**Problema proposto 1**
Responda com base no comentário sobre "A morte do autor":
(a) Segundo a resposta de Barthes citada no comentário, o que é a escritura?
(b) Quem fala em um texto, de acordo com o semioticista francês?
(c) Quem é o decifrador da multiplicidade de sentidos?
**Problema proposto 2**
Reproduza fielmente o trecho do comentário sobre "A morte do autor" que vai de "O exemplo da" até "é o leitor.".

**Texto extraído**
▶
10.5.09

Comentário sobre "A morte do autor"


Que voz é essa que fala ao leitor em um texto ficcional? Considerando que uma obra literária tem sua origem na figura do autor, a resposta de Barthes surpreende: a escritura é a destruição de toda voz, de toda origem de um texto.
O semioticista francês nos mostra que o autor se desfaz na tessitura textual. Quem fala é a própria linguagem. Considerando-se que a linguagem é um todo múltiplo, constituído de enunciados de tantas origens, de tantas enunciações, que não são mais que citações, o autor deixa de ser o criador de um texto original. Buscar um sentido final para o texto não é mais, portanto, uma necessidade. "O espaço da escritura deve ser percorrido, e não penetrado" (BARTHES, 1988/2004, p.63), pois o sentido não tem fim.
O exemplo da ambiguidade constitutiva da tragédia grega, revelada pelos estudos de Vernant, é uma belíssima ilustração, que nos mostra que o decifrador da multiplicidade de sentidos, desse "perpétuo mal-entendido" (BARTHES, 1988/2004, p. 64), onde se dão encontros e embates, é o leitor.
◀
(Trecho do conjunto de dados)
▶
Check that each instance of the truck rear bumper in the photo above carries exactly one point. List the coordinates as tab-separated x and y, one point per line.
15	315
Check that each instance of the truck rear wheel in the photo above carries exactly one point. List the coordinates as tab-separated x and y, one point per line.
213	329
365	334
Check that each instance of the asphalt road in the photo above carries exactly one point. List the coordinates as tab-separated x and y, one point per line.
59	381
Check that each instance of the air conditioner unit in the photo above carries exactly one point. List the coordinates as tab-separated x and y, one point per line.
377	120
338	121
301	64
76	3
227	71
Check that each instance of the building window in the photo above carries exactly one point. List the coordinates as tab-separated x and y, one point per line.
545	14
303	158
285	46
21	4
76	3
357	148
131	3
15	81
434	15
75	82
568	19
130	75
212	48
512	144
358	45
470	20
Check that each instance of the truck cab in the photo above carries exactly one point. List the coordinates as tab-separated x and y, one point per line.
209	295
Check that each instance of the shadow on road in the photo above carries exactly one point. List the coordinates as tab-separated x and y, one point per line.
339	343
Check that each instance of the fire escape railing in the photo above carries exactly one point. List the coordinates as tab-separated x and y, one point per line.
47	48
◀
**Resposta esperada 1**
(a) A escritura é a destruição de toda voz, de toda origem de um texto.
(b) Quem fala é a própria linguagem.
(c) O decifrador da multiplicidade de sentidos é o leitor.

**Resposta esperada 2**
O exemplo da ambiguidade constitutiva da tragédia grega, revelada pelos estudos de Vernant, é uma belíssima ilustração, que nos mostra que o decifrador da multiplicidade de sentidos, desse "perpétuo mal-entendido" (BARTHES, 1988/2004, p. 64), onde se dão encontros e embates, é o leitor.